## DATASET RECORDS
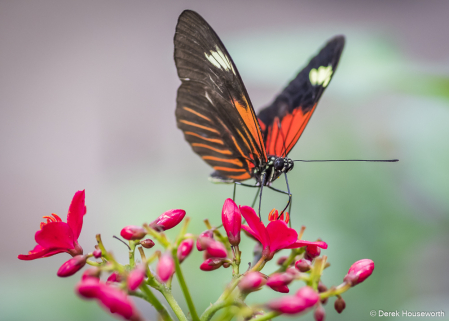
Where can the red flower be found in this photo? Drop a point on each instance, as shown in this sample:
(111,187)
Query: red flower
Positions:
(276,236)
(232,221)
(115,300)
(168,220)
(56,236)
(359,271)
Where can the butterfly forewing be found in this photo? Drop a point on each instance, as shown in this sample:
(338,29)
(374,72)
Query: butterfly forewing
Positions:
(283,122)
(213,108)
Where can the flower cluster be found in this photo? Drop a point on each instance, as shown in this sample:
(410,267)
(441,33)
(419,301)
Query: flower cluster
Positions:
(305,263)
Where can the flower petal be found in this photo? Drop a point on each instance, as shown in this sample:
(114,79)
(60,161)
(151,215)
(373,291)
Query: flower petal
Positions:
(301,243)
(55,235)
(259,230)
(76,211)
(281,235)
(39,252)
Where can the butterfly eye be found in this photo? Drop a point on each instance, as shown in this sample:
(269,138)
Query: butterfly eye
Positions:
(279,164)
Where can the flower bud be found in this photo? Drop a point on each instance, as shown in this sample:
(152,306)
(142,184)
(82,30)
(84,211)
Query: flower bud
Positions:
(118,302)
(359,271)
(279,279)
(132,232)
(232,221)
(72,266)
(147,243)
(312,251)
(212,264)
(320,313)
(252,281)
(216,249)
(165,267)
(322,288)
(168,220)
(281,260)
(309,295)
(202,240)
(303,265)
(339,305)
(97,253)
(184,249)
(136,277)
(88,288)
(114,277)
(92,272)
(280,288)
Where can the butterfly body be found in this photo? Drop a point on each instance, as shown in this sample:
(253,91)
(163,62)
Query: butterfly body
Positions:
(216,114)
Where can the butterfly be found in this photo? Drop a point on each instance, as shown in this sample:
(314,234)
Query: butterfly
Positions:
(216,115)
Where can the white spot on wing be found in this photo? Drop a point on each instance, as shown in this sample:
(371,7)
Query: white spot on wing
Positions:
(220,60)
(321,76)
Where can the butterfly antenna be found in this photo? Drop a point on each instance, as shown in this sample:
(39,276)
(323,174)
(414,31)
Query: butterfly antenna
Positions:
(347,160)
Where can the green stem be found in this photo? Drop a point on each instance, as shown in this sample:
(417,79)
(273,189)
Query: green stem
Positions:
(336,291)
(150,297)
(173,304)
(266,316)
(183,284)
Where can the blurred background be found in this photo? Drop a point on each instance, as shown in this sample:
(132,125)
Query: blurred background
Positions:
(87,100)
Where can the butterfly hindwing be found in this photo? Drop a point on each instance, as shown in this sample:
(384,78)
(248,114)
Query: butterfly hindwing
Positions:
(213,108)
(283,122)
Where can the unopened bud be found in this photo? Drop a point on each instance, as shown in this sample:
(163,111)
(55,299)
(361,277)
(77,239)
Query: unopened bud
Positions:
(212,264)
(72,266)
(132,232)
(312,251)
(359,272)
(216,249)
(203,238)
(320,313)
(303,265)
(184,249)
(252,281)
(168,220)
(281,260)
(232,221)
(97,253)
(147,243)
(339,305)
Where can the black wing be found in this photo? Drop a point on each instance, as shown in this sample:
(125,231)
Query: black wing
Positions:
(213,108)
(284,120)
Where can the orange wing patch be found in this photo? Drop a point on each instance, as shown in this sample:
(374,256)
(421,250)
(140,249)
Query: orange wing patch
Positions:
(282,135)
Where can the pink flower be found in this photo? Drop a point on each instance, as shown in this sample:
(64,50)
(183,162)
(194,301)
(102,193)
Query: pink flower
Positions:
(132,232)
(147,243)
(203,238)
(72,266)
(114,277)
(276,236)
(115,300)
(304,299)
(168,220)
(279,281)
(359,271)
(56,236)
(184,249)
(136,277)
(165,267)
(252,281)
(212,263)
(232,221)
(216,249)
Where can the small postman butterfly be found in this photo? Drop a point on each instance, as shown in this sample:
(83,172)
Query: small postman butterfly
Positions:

## SHORT TASK
Give exactly the lines from the one with "Where can the black" to the end of the entries, nothing before them.

## TASK ANSWER
Where can the black wing be found in this photo? Drop a point on each instance, as shown in this sample:
(125,231)
Query: black wing
Positions:
(213,108)
(284,120)
Where can the orange wing patch be found in this photo? Drop a point on each instance, as shown in this sample:
(374,256)
(421,250)
(140,249)
Query: orange wing patch
Positions:
(282,135)
Where can the pink flower be found in this photo? Drop a point on each instance, as shown in this sample:
(64,50)
(183,162)
(194,301)
(102,193)
Query: pink flower
Positions:
(132,232)
(147,243)
(203,238)
(72,266)
(114,277)
(276,236)
(115,300)
(304,299)
(168,220)
(279,281)
(359,271)
(56,236)
(184,249)
(136,277)
(165,267)
(252,281)
(212,263)
(232,221)
(216,249)
Where can the small postman butterfly be found in this photo? Drop a point on each instance, as shown in this sample:
(83,172)
Query: small postman butterfly
Positions:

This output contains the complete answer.